▶ _Dataset excerpts_:
=== Section Start ===

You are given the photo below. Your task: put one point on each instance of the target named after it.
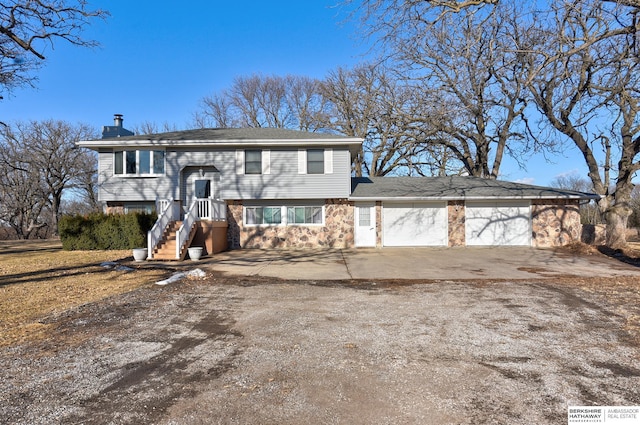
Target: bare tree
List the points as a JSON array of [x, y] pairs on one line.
[[22, 196], [45, 152], [291, 102], [28, 27], [367, 102], [464, 72], [587, 87], [151, 127]]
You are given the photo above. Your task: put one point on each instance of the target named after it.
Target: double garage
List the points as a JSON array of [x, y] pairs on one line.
[[462, 211], [486, 223]]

=== Section End ===

▶ _PROBLEM_:
Check each line of the entries above for the string "photo", and return those that contain it.

▶ _REPLY_:
You are given the photo below. Your task: put one point on each instance of the target named after it.
You are given the photo above. Your task: put one point on each instance of the target named after it.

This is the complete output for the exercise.